- [Work to complete] Every line of the material must be copied exactly.

- [Data listing]

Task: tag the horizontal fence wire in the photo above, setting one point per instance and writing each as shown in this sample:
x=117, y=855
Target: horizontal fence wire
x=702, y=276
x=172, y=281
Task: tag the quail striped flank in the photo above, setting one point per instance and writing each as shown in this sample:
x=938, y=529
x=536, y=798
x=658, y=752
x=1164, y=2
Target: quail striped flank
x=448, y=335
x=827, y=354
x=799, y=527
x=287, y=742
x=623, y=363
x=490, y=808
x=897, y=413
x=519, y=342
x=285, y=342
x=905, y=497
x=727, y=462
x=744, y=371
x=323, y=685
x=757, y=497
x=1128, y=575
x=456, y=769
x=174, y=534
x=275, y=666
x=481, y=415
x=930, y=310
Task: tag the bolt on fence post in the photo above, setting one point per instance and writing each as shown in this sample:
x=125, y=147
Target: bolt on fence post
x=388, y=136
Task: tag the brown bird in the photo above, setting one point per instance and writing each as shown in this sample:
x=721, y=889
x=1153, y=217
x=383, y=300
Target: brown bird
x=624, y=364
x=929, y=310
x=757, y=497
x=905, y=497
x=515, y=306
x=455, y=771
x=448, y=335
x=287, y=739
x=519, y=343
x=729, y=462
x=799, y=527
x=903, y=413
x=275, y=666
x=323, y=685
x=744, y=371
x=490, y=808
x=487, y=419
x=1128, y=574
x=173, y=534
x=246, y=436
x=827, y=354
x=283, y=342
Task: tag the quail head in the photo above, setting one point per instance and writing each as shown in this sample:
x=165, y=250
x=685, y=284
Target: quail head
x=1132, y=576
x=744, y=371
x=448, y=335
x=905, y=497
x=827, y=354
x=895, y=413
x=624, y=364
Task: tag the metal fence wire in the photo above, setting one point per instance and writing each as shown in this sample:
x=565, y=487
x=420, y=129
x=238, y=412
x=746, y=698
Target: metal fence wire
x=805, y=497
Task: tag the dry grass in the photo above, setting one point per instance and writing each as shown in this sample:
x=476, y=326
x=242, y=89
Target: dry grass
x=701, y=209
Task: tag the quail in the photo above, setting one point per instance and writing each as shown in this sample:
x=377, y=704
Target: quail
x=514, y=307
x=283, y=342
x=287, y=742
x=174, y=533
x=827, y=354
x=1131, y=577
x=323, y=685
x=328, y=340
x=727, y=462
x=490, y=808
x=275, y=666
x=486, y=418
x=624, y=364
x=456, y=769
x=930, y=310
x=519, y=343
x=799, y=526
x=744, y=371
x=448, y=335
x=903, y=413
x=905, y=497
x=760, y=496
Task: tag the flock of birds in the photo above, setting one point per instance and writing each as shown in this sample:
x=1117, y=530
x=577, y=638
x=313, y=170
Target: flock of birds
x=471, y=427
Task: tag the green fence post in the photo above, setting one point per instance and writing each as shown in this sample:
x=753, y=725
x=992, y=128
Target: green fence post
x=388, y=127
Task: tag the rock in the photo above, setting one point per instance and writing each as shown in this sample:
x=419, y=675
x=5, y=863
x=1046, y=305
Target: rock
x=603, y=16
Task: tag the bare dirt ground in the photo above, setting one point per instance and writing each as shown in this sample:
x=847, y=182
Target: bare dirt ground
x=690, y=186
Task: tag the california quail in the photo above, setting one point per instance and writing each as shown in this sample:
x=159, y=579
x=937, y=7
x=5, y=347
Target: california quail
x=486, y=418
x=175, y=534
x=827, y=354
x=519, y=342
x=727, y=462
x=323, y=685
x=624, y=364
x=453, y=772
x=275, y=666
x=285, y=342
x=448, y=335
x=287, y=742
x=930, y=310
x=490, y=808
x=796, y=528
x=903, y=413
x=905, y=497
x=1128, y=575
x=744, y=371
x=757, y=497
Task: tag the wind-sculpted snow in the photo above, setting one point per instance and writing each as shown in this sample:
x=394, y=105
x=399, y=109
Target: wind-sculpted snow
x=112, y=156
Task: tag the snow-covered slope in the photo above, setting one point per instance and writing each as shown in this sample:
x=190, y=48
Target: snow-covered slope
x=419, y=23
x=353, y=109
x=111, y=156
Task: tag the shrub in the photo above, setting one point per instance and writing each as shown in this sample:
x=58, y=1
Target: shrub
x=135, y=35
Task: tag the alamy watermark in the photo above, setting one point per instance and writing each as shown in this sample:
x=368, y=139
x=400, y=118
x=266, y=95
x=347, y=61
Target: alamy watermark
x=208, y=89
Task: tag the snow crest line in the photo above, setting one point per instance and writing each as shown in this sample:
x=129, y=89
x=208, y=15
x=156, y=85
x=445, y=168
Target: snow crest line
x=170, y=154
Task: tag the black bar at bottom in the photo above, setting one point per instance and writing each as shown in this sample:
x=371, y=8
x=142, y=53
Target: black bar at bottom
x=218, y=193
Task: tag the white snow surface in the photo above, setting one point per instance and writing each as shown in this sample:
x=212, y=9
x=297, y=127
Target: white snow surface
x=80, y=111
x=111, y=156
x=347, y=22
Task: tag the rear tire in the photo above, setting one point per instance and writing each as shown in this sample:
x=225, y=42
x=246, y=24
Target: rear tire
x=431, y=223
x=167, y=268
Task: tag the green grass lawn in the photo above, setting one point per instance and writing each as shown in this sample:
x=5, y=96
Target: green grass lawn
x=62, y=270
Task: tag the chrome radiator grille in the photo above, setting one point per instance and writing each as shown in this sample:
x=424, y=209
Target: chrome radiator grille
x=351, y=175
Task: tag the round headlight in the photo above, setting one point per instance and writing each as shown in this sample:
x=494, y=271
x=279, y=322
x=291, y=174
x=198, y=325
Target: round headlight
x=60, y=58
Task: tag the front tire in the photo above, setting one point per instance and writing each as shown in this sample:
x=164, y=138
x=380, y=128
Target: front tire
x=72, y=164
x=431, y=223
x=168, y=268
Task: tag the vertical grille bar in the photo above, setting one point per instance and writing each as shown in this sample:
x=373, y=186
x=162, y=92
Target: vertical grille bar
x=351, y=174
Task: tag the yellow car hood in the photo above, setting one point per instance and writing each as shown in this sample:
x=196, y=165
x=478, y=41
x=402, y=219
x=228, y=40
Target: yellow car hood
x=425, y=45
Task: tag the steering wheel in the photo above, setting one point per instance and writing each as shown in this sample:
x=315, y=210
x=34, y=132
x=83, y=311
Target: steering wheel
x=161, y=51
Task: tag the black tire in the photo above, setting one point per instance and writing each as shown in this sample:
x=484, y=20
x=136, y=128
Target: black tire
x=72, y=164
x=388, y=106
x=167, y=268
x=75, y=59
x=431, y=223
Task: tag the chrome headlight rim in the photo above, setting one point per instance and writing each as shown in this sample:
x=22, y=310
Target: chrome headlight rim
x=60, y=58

- [Result]
Task: tag the horizontal fence wire in the photo above, setting one point per instance and writing each as shown in this sample:
x=117, y=855
Target: horizontal fence wire
x=702, y=276
x=172, y=281
Task: tag the quail striped flank in the photo above, setting one point per instance and writing each as shown in this sample:
x=938, y=529
x=536, y=798
x=658, y=752
x=1164, y=2
Target: quail striped flank
x=448, y=335
x=827, y=354
x=799, y=527
x=287, y=742
x=623, y=363
x=490, y=808
x=897, y=413
x=519, y=342
x=285, y=342
x=905, y=497
x=727, y=462
x=744, y=371
x=323, y=685
x=757, y=497
x=1128, y=575
x=456, y=769
x=174, y=534
x=275, y=666
x=481, y=415
x=930, y=310
Task: tag the bolt on fence post in the photo above, setting one point per instance and writing each as shown in this sample:
x=125, y=147
Target: bolt on fence post
x=388, y=136
Task: tag the brown bird in the photo above, setting one point per instance and writing each as shown in this sample:
x=721, y=889
x=1153, y=217
x=383, y=300
Target: brown bird
x=624, y=364
x=929, y=310
x=757, y=497
x=905, y=497
x=515, y=306
x=455, y=771
x=448, y=335
x=287, y=739
x=519, y=343
x=729, y=462
x=799, y=527
x=903, y=413
x=275, y=666
x=323, y=685
x=744, y=371
x=490, y=808
x=487, y=419
x=1128, y=574
x=173, y=534
x=246, y=436
x=827, y=354
x=283, y=342
Task: tag the quail head in the photo above, setting one point per instance and writing each as shown in this sample:
x=165, y=250
x=685, y=284
Target: quail head
x=1132, y=576
x=744, y=371
x=448, y=335
x=905, y=497
x=827, y=354
x=895, y=413
x=624, y=364
Task: tag the metal fence wire in the photo above, setting one point per instance and writing each as shown in this sample:
x=565, y=487
x=420, y=129
x=238, y=412
x=746, y=698
Target: metal fence wire
x=805, y=497
Task: tag the dry grass in the photo above, setting one point per instance and writing each as shown in this sample:
x=476, y=326
x=242, y=89
Target: dry grass
x=701, y=209
Task: tag the quail in the photo above, setting one point per instance and writing each as shown in this sample:
x=377, y=704
Target: quail
x=514, y=307
x=283, y=342
x=287, y=742
x=174, y=533
x=827, y=354
x=1131, y=577
x=323, y=685
x=328, y=340
x=727, y=462
x=490, y=808
x=275, y=666
x=486, y=418
x=624, y=364
x=456, y=769
x=930, y=310
x=519, y=343
x=799, y=526
x=744, y=371
x=448, y=335
x=903, y=413
x=905, y=497
x=760, y=496
Task: tag the flock of birds in the photo above, setting one point per instance and writing each as shown in this sample:
x=1117, y=530
x=577, y=638
x=313, y=170
Target: flock of birds
x=471, y=427
Task: tag the green fence post in the photo above, setting one point per instance and writing each as shown in this sample:
x=753, y=725
x=992, y=128
Target: green fence post
x=388, y=127
Task: tag the rock in the photo above, setting one point per instance and writing each as shown in this sample:
x=419, y=675
x=5, y=863
x=1046, y=305
Target: rock
x=603, y=16
Task: tag the bare dirt ground in the photo above, setting one point per instance and writing each as shown in this sample:
x=847, y=182
Target: bare dirt ground
x=690, y=186
Task: tag the california quail in the photo above, setting one point per instance and writing each as shown in this sample:
x=159, y=579
x=937, y=7
x=5, y=347
Target: california quail
x=486, y=418
x=175, y=534
x=827, y=354
x=519, y=342
x=727, y=462
x=323, y=685
x=624, y=364
x=453, y=772
x=275, y=666
x=285, y=342
x=448, y=335
x=287, y=742
x=930, y=310
x=490, y=808
x=796, y=528
x=903, y=413
x=905, y=497
x=1128, y=575
x=744, y=371
x=757, y=497
Task: tag the wind-sculpted snow in the photo above, setting one point per instance and writing each as shown in this sample:
x=394, y=105
x=399, y=109
Target: wind-sculpted snow
x=112, y=156
Task: tag the snow-covered slope in the photo above, setting one point per instance and writing each as shown in this sample:
x=190, y=48
Target: snow-covered slope
x=419, y=23
x=353, y=109
x=111, y=156
Task: tag the shrub in the photo above, setting one point per instance and writing each as shown in this sample:
x=58, y=1
Target: shrub
x=135, y=35
Task: tag the alamy watermark in the photo above, setting one point per instance and writing each as shown in this sample:
x=368, y=139
x=400, y=118
x=266, y=95
x=347, y=61
Target: alamy watermark
x=208, y=89
Task: tag the snow crest line in the photo above, setting one point per instance and writing each as shown in this sample:
x=129, y=89
x=208, y=15
x=156, y=85
x=445, y=168
Target: snow crest line
x=170, y=154
Task: tag the black bar at bottom in the photo above, setting one point per instance and writing each as shown in this sample:
x=371, y=8
x=142, y=53
Target: black bar at bottom
x=218, y=193
Task: tag the white snow surface in the photo above, setting one point per instance and writing each as shown in this sample:
x=212, y=9
x=297, y=127
Target: white snow surface
x=80, y=111
x=111, y=156
x=347, y=22
Task: tag the rear tire in the photo above, setting one point per instance and writing each as shown in this sample:
x=225, y=42
x=246, y=24
Target: rear tire
x=431, y=223
x=167, y=268
Task: tag the green grass lawn in the photo above, setting one point per instance and writing each as shown in this sample:
x=5, y=96
Target: green grass lawn
x=62, y=270
Task: tag the chrome radiator grille in the photo above, setting one point per instance and writing each as shown in this sample:
x=424, y=209
Target: chrome radiator grille
x=351, y=175
Task: tag the round headlight in the photo above, setting one point per instance and writing each as shown in this sample:
x=494, y=271
x=279, y=322
x=291, y=174
x=198, y=325
Target: round headlight
x=60, y=58
Task: tag the front tire in the photo above, setting one point per instance and writing each as shown in this sample:
x=164, y=138
x=380, y=128
Target: front tire
x=72, y=164
x=431, y=223
x=168, y=268
Task: tag the vertical grille bar in the photo above, setting one point per instance and writing each as shown in this sample:
x=373, y=186
x=162, y=92
Target: vertical grille bar
x=351, y=174
Task: tag the yellow car hood in the photo above, setting one point per instance and writing each as shown in this sample:
x=196, y=165
x=478, y=41
x=402, y=219
x=228, y=40
Target: yellow car hood
x=425, y=45
Task: tag the steering wheel in the photo above, setting one point per instance and writing each as shown in this sample:
x=315, y=210
x=34, y=132
x=83, y=311
Target: steering wheel
x=161, y=51
Task: tag the black tire in the photo above, setting one point per instance and writing each as shown in this sample:
x=484, y=20
x=136, y=128
Target: black tire
x=72, y=164
x=388, y=106
x=167, y=268
x=75, y=59
x=431, y=223
Task: tag the chrome headlight rim in the photo above, setting one point per instance and writing each as shown in this sample:
x=22, y=310
Target: chrome headlight rim
x=60, y=58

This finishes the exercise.